### [YOUR OBJECTIVE]
The expected output is each line below containing "query", copied in full.

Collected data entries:
....
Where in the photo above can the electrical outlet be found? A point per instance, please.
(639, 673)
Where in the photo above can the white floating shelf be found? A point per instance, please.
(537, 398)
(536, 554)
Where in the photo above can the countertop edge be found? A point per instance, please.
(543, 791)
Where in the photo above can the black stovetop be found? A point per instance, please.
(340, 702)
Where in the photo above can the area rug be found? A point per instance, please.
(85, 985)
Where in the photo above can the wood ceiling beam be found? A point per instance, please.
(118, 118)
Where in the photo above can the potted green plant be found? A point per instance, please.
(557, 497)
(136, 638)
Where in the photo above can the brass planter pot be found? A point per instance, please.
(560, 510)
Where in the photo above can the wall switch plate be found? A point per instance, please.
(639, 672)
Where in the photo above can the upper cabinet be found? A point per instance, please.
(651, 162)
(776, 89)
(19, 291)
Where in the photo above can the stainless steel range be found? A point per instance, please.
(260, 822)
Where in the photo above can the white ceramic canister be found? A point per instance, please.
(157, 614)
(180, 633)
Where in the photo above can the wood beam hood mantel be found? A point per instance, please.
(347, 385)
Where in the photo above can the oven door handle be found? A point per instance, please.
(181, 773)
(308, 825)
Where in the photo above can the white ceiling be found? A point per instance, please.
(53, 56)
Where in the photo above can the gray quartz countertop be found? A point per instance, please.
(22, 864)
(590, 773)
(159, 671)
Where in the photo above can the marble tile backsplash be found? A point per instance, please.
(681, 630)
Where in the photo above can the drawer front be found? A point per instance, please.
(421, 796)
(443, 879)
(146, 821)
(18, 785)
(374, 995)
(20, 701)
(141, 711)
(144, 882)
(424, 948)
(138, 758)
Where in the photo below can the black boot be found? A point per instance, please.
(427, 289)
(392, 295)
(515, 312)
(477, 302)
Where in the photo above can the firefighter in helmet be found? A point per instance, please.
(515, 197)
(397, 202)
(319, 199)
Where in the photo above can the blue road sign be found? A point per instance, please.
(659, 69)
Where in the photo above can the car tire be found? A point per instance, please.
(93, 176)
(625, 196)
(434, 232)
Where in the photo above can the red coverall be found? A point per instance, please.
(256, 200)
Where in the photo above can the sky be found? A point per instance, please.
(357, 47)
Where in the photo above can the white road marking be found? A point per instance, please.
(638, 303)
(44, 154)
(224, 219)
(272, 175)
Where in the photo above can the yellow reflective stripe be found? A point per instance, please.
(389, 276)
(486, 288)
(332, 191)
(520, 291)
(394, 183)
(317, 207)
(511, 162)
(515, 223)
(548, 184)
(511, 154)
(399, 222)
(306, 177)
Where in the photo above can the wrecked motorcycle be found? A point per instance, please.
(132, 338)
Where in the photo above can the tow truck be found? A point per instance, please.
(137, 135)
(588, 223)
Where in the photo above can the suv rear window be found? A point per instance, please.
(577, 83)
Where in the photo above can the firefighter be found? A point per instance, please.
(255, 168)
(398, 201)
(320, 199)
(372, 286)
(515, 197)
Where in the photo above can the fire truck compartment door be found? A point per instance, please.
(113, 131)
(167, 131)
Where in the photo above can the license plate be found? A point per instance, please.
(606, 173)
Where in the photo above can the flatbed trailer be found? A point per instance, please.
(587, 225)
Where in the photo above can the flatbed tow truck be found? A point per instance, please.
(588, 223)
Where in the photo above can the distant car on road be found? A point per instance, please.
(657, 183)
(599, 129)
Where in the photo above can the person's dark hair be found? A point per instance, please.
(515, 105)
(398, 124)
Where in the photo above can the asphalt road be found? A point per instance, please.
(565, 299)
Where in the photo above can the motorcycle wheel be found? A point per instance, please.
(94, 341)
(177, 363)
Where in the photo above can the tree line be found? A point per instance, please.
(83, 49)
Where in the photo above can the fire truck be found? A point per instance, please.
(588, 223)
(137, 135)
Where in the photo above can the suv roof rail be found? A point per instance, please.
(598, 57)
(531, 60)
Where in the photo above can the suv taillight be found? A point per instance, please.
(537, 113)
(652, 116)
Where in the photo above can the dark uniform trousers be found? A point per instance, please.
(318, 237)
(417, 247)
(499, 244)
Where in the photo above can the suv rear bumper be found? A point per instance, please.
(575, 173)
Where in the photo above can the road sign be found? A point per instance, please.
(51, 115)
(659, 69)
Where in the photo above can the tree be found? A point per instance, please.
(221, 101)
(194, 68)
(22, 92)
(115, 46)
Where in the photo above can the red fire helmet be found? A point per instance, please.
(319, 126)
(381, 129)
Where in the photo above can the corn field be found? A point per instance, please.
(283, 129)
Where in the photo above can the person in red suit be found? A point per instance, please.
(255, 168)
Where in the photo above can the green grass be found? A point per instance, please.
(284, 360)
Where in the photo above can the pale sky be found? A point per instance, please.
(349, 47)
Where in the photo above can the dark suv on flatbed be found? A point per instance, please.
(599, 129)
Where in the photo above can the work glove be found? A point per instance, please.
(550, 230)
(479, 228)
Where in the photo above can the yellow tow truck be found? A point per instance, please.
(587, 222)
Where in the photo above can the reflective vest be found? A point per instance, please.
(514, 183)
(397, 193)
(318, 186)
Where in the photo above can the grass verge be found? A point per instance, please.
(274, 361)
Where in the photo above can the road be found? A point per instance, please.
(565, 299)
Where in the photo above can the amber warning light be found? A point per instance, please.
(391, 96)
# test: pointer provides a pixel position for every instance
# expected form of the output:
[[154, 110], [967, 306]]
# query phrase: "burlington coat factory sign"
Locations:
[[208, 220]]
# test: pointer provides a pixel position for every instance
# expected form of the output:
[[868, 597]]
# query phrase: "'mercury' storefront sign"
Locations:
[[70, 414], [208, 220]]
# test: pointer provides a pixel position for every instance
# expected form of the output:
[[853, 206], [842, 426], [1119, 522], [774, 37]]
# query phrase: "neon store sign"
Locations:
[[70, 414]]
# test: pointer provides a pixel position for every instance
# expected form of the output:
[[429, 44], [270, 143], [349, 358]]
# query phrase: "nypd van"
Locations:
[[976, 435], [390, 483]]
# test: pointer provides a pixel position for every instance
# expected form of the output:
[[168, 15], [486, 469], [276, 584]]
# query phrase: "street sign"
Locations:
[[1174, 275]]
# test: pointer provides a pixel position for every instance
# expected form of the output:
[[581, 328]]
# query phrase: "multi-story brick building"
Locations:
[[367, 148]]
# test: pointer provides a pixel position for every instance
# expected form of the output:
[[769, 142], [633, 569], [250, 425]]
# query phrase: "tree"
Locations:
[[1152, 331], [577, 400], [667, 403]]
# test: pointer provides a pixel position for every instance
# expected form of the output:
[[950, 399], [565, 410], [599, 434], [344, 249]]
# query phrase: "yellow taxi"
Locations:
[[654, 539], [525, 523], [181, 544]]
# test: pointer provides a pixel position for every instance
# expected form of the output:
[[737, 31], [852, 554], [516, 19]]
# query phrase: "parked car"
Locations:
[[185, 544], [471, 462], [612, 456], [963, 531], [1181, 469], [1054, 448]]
....
### [SOLUTION FOR THIS EXERCISE]
# query phrase: "burlington coat factory sign"
# query phrase: "'mercury' storefront sign"
# query phrase: "neon store sign"
# query phrase: "nypd van"
# query phrase: "street sign"
# query phrase: "multi-story brick building"
# query phrase: "tree"
# query phrase: "yellow taxi"
# query phrase: "parked car"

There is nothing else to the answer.